### Brief:
Rewrite all the entries with each "countertop" changed to "vanity top" and nothing else altered, omitting the pictures.

======

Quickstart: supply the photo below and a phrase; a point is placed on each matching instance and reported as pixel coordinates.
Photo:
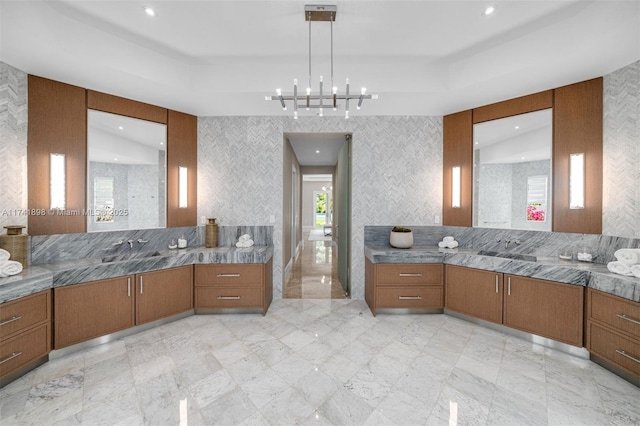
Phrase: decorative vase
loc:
(16, 243)
(211, 236)
(401, 237)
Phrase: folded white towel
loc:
(448, 244)
(244, 244)
(10, 267)
(628, 256)
(619, 268)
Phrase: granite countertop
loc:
(592, 275)
(40, 277)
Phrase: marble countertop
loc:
(592, 275)
(44, 276)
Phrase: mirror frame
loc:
(577, 127)
(57, 122)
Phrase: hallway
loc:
(314, 272)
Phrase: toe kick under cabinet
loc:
(233, 287)
(415, 287)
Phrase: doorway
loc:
(320, 269)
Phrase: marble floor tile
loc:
(320, 362)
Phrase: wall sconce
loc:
(576, 181)
(455, 187)
(182, 187)
(57, 180)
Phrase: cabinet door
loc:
(85, 311)
(545, 308)
(474, 292)
(163, 293)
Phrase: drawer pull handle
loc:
(10, 320)
(623, 353)
(10, 357)
(624, 317)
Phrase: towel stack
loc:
(448, 242)
(627, 263)
(244, 241)
(8, 267)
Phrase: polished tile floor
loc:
(319, 362)
(314, 272)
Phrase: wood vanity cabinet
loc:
(163, 293)
(93, 309)
(474, 292)
(546, 308)
(416, 286)
(25, 331)
(613, 330)
(235, 286)
(89, 310)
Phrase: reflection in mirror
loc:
(126, 173)
(512, 172)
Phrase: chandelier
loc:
(322, 99)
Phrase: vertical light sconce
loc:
(576, 181)
(455, 187)
(57, 179)
(182, 187)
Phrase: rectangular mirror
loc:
(512, 171)
(126, 173)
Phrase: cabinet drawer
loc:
(245, 274)
(21, 314)
(228, 297)
(24, 348)
(409, 297)
(615, 347)
(409, 274)
(616, 312)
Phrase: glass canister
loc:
(211, 236)
(16, 243)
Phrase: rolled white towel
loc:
(10, 267)
(628, 256)
(619, 268)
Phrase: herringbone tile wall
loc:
(621, 131)
(13, 146)
(396, 174)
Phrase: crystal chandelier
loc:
(322, 100)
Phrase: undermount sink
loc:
(130, 256)
(514, 256)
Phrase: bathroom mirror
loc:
(512, 172)
(126, 173)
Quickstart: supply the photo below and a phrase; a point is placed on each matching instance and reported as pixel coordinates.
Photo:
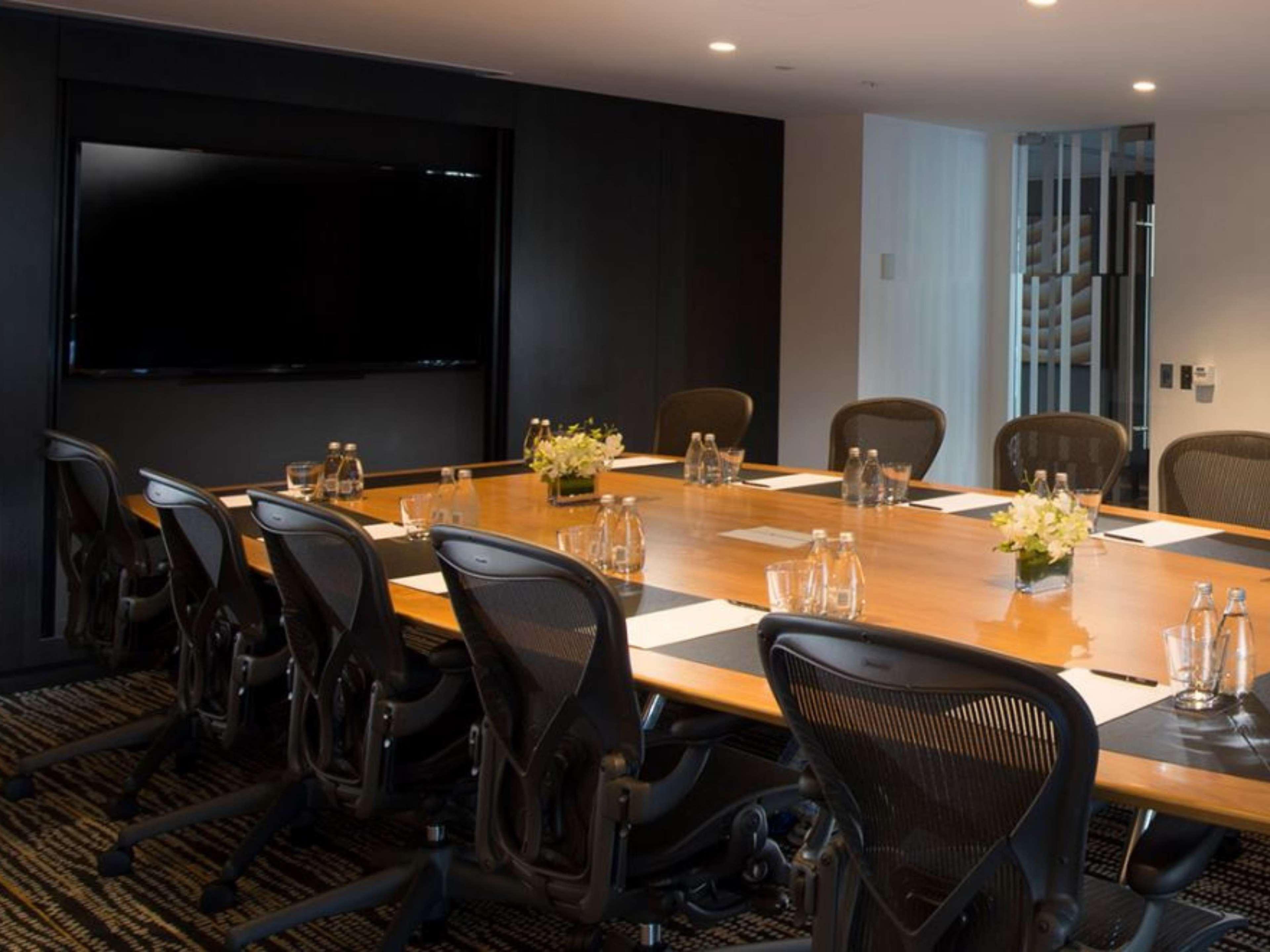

======

### Output for this task:
Quickstart: supply the photo below and a phrase; a point is placed on each matching instance and reported as pixel coordinates.
Photo:
Phrase: decorative vase
loc:
(16, 243)
(211, 236)
(401, 237)
Phrase: folded white towel
loc:
(448, 244)
(244, 244)
(10, 267)
(628, 256)
(619, 268)
Phrase: granite vanity top
loc:
(592, 275)
(40, 277)
Phrase: marble vanity top
loc:
(592, 275)
(44, 276)
Phrase: mirror frame
loc:
(577, 127)
(57, 122)
Phrase: hallway
loc:
(314, 272)
Phrase: toe kick under cabinet
loc:
(233, 287)
(415, 287)
Phrase: doorway
loc:
(320, 269)
Phrase: marble floor tile
loc:
(320, 362)
Phrase: wall sconce
loc:
(576, 181)
(455, 187)
(182, 187)
(57, 180)
Phrase: cabinet door
loc:
(85, 311)
(545, 308)
(474, 292)
(163, 293)
Phrase: drawer pull handle
loc:
(10, 320)
(623, 353)
(10, 357)
(624, 317)
Phrase: towel stack
loc:
(448, 242)
(627, 263)
(244, 241)
(8, 267)
Phrase: polished tile floor
loc:
(319, 362)
(314, 272)
Phrase: wood vanity cabinet
loc:
(163, 293)
(93, 309)
(474, 292)
(546, 308)
(416, 286)
(25, 331)
(613, 330)
(235, 286)
(89, 310)
Phrase: reflection in mirror
loc:
(126, 173)
(512, 172)
Phrase: chandelier
loc:
(322, 99)
Phrase: vertical light sconce
loc:
(576, 181)
(455, 187)
(57, 179)
(182, 187)
Phrase: rectangular mirror
loc:
(512, 171)
(126, 173)
Phrase: cabinet drawer
loc:
(245, 274)
(21, 314)
(228, 297)
(24, 348)
(409, 297)
(615, 347)
(409, 274)
(616, 312)
Phrase: glass canister
loc:
(211, 236)
(16, 243)
Phrase: rolled white towel
loc:
(10, 267)
(628, 256)
(619, 268)
Phrase: herringbone tile wall
loc:
(621, 131)
(13, 146)
(396, 174)
Phrase: crystal chandelier
loc:
(322, 100)
Phrase: undermount sink
loc:
(130, 256)
(514, 256)
Phrase: bathroom mirror
loc:
(512, 172)
(126, 173)
Quickstart: supply the photo below and a phrase; a point is placed on each matching instance and reported as pixel coordinates.
Photo:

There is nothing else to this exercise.